┌────────

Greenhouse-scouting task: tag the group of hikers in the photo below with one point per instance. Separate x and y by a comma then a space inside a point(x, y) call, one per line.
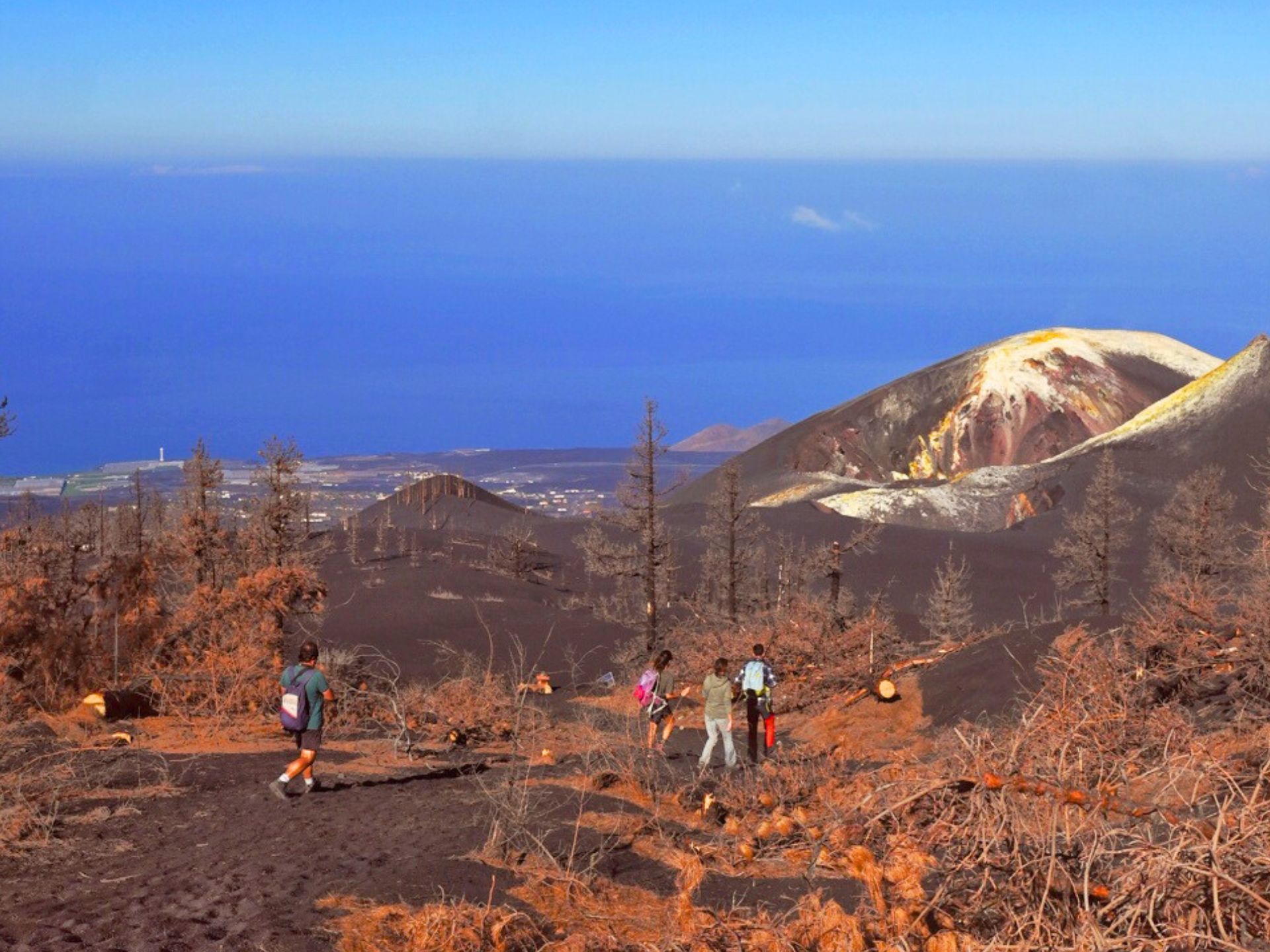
point(305, 694)
point(753, 683)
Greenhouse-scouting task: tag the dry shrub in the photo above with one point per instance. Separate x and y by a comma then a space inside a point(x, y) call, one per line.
point(48, 782)
point(225, 654)
point(817, 655)
point(437, 927)
point(1044, 837)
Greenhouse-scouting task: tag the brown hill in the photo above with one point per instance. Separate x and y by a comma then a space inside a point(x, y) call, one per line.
point(726, 438)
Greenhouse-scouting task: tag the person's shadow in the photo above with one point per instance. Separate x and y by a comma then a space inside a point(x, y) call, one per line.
point(443, 774)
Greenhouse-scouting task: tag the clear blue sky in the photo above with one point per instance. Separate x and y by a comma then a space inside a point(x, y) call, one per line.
point(418, 226)
point(158, 80)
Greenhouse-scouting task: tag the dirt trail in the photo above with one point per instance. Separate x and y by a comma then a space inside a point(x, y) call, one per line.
point(226, 866)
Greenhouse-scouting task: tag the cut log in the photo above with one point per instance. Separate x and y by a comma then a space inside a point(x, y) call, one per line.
point(117, 705)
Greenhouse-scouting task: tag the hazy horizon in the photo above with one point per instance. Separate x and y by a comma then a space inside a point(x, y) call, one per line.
point(743, 211)
point(366, 306)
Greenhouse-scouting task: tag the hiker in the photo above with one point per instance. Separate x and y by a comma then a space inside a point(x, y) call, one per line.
point(718, 694)
point(304, 696)
point(756, 681)
point(661, 713)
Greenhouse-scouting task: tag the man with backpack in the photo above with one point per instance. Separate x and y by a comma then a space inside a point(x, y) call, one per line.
point(304, 696)
point(718, 694)
point(756, 681)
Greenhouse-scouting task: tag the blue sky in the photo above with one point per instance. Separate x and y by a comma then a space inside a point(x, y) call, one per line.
point(421, 226)
point(157, 80)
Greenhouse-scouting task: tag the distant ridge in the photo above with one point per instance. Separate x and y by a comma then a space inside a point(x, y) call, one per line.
point(726, 438)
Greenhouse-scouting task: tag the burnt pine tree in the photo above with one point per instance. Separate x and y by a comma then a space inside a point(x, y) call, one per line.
point(202, 541)
point(1096, 536)
point(1194, 535)
point(1254, 606)
point(732, 532)
point(277, 524)
point(949, 612)
point(829, 555)
point(639, 557)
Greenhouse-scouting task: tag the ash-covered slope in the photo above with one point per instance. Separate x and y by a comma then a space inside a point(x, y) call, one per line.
point(1016, 401)
point(1221, 418)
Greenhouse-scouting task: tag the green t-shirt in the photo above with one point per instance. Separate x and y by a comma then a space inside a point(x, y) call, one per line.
point(718, 696)
point(316, 687)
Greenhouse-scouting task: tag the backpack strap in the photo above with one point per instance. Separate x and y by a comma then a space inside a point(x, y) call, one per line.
point(295, 678)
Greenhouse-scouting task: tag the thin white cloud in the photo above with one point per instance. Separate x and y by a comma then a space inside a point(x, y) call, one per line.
point(205, 171)
point(812, 219)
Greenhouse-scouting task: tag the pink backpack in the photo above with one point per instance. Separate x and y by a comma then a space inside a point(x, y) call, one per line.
point(646, 687)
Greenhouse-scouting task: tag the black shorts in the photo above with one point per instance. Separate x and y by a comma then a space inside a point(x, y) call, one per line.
point(661, 714)
point(308, 740)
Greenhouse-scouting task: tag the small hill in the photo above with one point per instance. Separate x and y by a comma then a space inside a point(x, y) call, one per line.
point(440, 502)
point(726, 438)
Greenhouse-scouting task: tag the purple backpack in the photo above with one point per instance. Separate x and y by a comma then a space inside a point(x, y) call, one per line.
point(294, 710)
point(646, 688)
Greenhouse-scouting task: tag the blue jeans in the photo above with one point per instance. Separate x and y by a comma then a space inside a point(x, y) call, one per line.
point(716, 727)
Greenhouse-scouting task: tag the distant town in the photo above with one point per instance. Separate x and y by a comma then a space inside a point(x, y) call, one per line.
point(553, 481)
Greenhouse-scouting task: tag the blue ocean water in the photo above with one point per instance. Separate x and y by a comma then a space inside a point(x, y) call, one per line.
point(431, 303)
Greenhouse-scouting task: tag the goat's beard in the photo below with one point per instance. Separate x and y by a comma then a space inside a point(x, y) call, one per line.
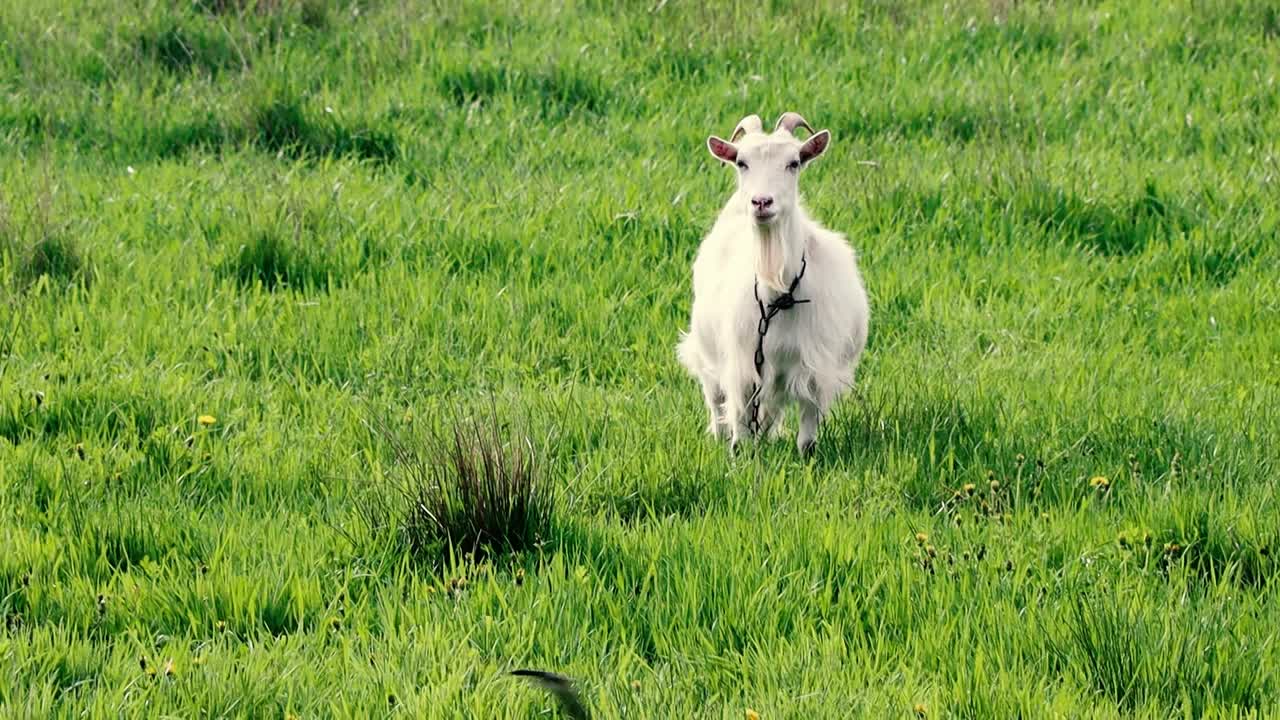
point(771, 260)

└────────

** Task directions **
Without the pictures, give the entries above back exactly.

** Response area **
Greenhouse-scouting task: tag the group of hikers in the photo below with one point per instance. Separate x and y by a comma then a space inside a point(x, y) call, one per line.
point(305, 694)
point(753, 683)
Greenhouse-scouting task: tag the dry shrub in the photo above with one point per instance. Separate x and y by a comma then a space inside a point(x, y) call, one per line.
point(48, 782)
point(225, 654)
point(817, 655)
point(437, 927)
point(1044, 837)
Greenhouse-scouting task: tag the brown hill in the photo above with one point per instance. Separate x and y by a comma then a space inside a point(x, y) call, one per line.
point(726, 438)
Greenhouse-scouting task: tag the person's shadow in the photo above with one point per instance. Separate x and y by a comma then a space inside a point(x, y) call, one per line.
point(443, 774)
Greenhouse-scouting task: tag the clear blue sky in the photo above with one point per instance. Separate x and y by a comma then a space inside a point(x, y) call, one per line.
point(418, 226)
point(158, 80)
Greenhouse-scouting task: tag the dirt trail in the photo above with one point per instance. Separate x and y by a comma then a space inside a point(x, y) call, one per line.
point(226, 866)
Greenhouse-scouting task: tag the cut log in the photo above with one point per instance. Separate x and y by a comma then a space inside a point(x, y) call, one per line.
point(117, 705)
Greenhouse-scouting task: tag the hazy horizon in the photo above with one point per instance. Separate x and y by a comma then a space inside a point(x, y) call, one per line.
point(743, 211)
point(366, 306)
Greenhouse-scouting task: tag the hiker in the photo above with one point per instance. Separate x and y by a comma then a space inside a point(x, y) call, one per line.
point(718, 694)
point(304, 696)
point(756, 681)
point(661, 713)
Greenhouse-scouting task: tag the man with backpack in the photo above with one point per instance. Separate x and y by a comma then a space inside a point(x, y) call, one per line.
point(304, 696)
point(718, 694)
point(756, 681)
Greenhouse-scouting task: tag the blue sky in the photo above with one point per instance. Separate x and y by a comma then a space inside a point(x, y) call, one per line.
point(421, 226)
point(157, 80)
Greenhouse-scouting task: tag the distant ridge in the photo above with one point per instance. Separate x and y by a comma then a space inside a point(x, y) call, one per line.
point(726, 438)
Greenhouse-scouting task: tag the burnt pine tree in the photo above with one point per instance. Separate x and y by a comma then a space inside a point(x, y) call, one per line.
point(202, 541)
point(1096, 536)
point(1194, 535)
point(1254, 606)
point(732, 532)
point(277, 524)
point(949, 612)
point(829, 555)
point(639, 557)
Greenhouse-scouting task: tag the ash-covered slope in the photo above with one point per instance. Separate x and y by a comma then a space inside a point(x, y) call, one per line.
point(1016, 401)
point(1221, 418)
Greenhouse-scouting task: tag the green t-shirt in the photo above with one point per instance. Separate x and y by a comma then a space inside a point(x, y) call, one per line.
point(718, 696)
point(316, 687)
Greenhouse-scouting task: tag the backpack strap in the photo above with one point per instance. Separate x and y by a comma then a space inside a point(x, y) call, one per line.
point(295, 678)
Greenhouse-scouting task: tag the thin white cloud in the photo above with one point per instance. Separate x and y by a comma then a space inside a point(x, y) call, one per line.
point(205, 171)
point(812, 219)
Greenhouse-scouting task: tag the pink backpack in the photo above with one point per instance. Separate x and y by a comma then a space inside a point(x, y) call, one per line.
point(646, 687)
Greenhouse-scouting task: tag the black shorts in the photo above with one point per instance. Separate x and y by a comma then a space inside a point(x, y) call, one per line.
point(661, 714)
point(308, 740)
Greenhouse-scouting task: tag the small hill in the photo above with one point per instance. Separate x and y by a comma then a space inside a point(x, y) call, one per line.
point(440, 502)
point(726, 438)
Greenhouse-scouting task: tag the purple backpack in the photo above with one point per instance. Separate x and y by a comma then a space inside a point(x, y) call, one per line.
point(294, 710)
point(646, 688)
Greenhouse-scouting task: tag the blue jeans in the photo above with one point per instance. Separate x and y by a comma then a space inside a point(x, y) call, one per line.
point(716, 727)
Greenhouse-scouting task: tag the distant town in the photo above with one point per instance. Separate x and y by a comma then a space inside a point(x, y) call, one per line.
point(553, 481)
Greenhouse-scouting task: tag the blue ocean water in the photo above with one point per instance. Separate x and y by a comma then a space inside a point(x, y) call, one per line.
point(431, 303)
Greenhouse-scouting task: tag the goat's beard in the photo below with one point per instance. Separate x and y by a comma then a space inside a point(x, y) call, one per line.
point(771, 260)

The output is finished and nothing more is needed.